Set problem :: Go through the listing and write out all of it exactly.

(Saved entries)

_ _ _ _ _

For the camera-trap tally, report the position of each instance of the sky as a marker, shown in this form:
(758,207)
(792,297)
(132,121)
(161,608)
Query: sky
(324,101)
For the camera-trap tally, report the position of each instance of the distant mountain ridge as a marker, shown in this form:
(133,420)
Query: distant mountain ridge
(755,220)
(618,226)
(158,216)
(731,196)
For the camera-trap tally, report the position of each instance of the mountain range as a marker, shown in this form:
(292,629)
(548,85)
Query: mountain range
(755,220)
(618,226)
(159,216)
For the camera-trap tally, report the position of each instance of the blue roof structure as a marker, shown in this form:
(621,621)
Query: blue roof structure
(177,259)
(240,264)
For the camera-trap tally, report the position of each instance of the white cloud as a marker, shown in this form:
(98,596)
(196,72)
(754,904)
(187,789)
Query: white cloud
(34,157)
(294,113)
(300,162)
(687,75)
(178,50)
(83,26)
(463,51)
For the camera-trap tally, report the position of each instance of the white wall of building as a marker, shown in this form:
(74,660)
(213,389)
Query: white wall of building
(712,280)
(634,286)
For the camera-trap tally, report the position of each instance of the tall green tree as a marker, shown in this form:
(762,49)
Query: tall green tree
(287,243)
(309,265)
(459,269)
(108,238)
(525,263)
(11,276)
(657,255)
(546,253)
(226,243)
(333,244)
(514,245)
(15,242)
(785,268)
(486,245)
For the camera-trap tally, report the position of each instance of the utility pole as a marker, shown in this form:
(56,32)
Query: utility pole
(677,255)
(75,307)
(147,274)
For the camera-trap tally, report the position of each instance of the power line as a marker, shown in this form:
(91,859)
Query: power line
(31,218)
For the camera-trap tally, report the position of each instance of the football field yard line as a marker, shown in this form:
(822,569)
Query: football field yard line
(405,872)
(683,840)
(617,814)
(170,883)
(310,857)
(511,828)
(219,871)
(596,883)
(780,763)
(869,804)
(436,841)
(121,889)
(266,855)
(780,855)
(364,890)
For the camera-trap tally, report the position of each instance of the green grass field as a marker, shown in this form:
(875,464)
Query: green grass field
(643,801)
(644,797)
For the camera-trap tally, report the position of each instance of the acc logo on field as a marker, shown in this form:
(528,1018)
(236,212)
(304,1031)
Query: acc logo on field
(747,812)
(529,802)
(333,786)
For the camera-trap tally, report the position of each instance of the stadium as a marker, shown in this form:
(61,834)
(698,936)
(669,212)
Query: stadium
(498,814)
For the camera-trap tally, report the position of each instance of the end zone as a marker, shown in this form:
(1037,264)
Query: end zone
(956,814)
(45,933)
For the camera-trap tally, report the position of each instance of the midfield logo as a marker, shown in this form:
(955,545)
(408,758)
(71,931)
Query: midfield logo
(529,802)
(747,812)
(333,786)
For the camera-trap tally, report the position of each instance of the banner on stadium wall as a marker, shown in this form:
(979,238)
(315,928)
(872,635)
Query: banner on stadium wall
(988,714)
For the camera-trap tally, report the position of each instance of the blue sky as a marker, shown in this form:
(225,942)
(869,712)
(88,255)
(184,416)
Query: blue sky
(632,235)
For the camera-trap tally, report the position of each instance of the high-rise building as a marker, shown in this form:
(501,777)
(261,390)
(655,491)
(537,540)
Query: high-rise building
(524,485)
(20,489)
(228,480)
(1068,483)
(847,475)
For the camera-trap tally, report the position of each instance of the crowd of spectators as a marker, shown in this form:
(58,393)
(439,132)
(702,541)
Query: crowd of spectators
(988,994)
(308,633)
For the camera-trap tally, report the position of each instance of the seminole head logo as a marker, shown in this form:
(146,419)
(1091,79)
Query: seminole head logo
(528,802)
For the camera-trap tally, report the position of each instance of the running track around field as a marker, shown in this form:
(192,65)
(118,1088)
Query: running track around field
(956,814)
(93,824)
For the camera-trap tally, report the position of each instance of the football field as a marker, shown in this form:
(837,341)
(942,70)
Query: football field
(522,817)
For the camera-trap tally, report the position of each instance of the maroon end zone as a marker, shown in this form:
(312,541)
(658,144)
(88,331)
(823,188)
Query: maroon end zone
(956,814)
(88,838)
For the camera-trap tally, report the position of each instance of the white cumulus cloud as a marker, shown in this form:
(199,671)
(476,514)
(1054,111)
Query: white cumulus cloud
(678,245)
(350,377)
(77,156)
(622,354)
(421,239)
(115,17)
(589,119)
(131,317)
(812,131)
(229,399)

_ _ _ _ _

Complete response ::
For the camera-trap tally, report the position of each instance of the sky as a marker, shown in this form:
(758,207)
(792,297)
(132,121)
(161,608)
Query: sky
(324,101)
For the camera-trap tally, report the position of each instance of the distant mountain ridge as a marker, shown in this form:
(133,420)
Query: distant mountain ridge
(755,220)
(618,226)
(158,216)
(731,196)
For the camera-trap tally, report the position of each instance of the mountain range as a marker, shown in this form:
(292,629)
(548,85)
Query: mountain range
(755,220)
(618,226)
(159,216)
For the camera-trap tally, report the position of each instance of the blue roof structure as a marker, shown in this form:
(621,621)
Query: blue roof structure
(177,259)
(240,264)
For the camera-trap tally, report the position of each instance of the white cloud as a marker, shown in this form:
(98,596)
(196,72)
(754,904)
(187,789)
Query: white cloud
(34,157)
(294,113)
(300,162)
(687,75)
(178,50)
(83,26)
(463,51)
For the camera-trap tally, report the position of each instance of the white wall of building as a marker, shown in this form:
(74,660)
(213,389)
Query: white wall of building
(712,280)
(634,286)
For the camera-trap tally, report the position of each instance of the tall green tree as a marker, shown in this form:
(762,49)
Query: tall green tree
(287,243)
(309,265)
(459,269)
(108,238)
(525,263)
(11,276)
(657,255)
(546,253)
(226,243)
(333,244)
(514,245)
(15,242)
(785,268)
(486,245)
For the camera-trap tally, report the position of each instance of the utility pole as a marker, shown in this form:
(56,32)
Query: utility pole
(677,255)
(75,307)
(147,274)
For the camera-trap tally, report the position of each instance of the power line as a marker, shown in this form:
(91,859)
Query: power line
(31,218)
For the camera-trap tally, report the position of each instance of the football field yard line as a marker, shown in this form:
(822,569)
Query: football field yard line
(405,872)
(683,840)
(617,814)
(170,883)
(310,857)
(511,828)
(219,871)
(596,883)
(780,763)
(869,804)
(436,841)
(121,889)
(266,855)
(780,855)
(364,890)
For the camera-trap tally, report the position of each instance of the green grass field as a marker, shown in this form:
(875,464)
Query: green grass field
(643,801)
(644,797)
For the camera-trap tally, report the position of each instance of the acc logo on field as a marker, shown in this form:
(528,1018)
(236,212)
(304,1031)
Query: acc logo on field
(747,812)
(529,802)
(333,786)
For the camera-trap tally, report the position of each instance of the stadium as a marker, shown in this form:
(61,834)
(698,936)
(669,212)
Query: stadium
(498,814)
For the camera-trap tally, report the position of each instance of the end zone as a marker, shown in this form:
(1037,264)
Query: end zone
(956,814)
(45,933)
For the camera-trap tally, report the position of each instance of the midfield logo as a marker, shown in this form:
(955,545)
(408,758)
(71,931)
Query: midfield logo
(529,802)
(747,812)
(333,786)
For the camera-trap tally, report the position of each instance of the banner on stadium wall as a marker, shown in this form:
(979,238)
(315,928)
(872,635)
Query: banner on stadium wall
(988,714)
For the camera-trap tally, report the position of each instance of the blue sky as a marker, shown in this form:
(225,942)
(869,712)
(88,255)
(184,416)
Query: blue sky
(632,235)
For the camera-trap tally, report the position of each instance of the high-rise building as a marker, shown in this form:
(501,777)
(261,390)
(655,491)
(537,540)
Query: high-rise building
(524,485)
(20,489)
(228,480)
(1068,483)
(847,475)
For the camera-trap tally, report the position of each instance of the crowd of spectators as a marker, shown in this form:
(58,393)
(439,132)
(702,541)
Query: crowd of spectators
(988,994)
(308,633)
For the camera-trap tally, report the position of each instance of the seminole head logo as a marker, shown in this form:
(146,419)
(1091,79)
Query: seminole head logo
(528,802)
For the camera-trap tally, report the position of each instance of the running track around field as a marker, shown in this form:
(192,65)
(118,1088)
Query: running track around field
(956,814)
(93,824)
For the camera-trap tally, report the position of each instance of the football field as a marker, shown in this form:
(837,341)
(942,70)
Query: football field
(522,817)
For the camera-trap tally, report the position of each instance of the maroon end zone as a marker, shown in this form:
(312,541)
(658,144)
(88,331)
(823,188)
Query: maroon end zone
(956,814)
(88,838)
For the camera-trap tally, report the position of each instance of the white cumulus cloud as a marker, shown in this form:
(199,671)
(476,514)
(1054,111)
Query: white cumulus cloud
(678,245)
(350,377)
(77,156)
(622,354)
(421,239)
(115,17)
(589,119)
(131,317)
(812,131)
(229,399)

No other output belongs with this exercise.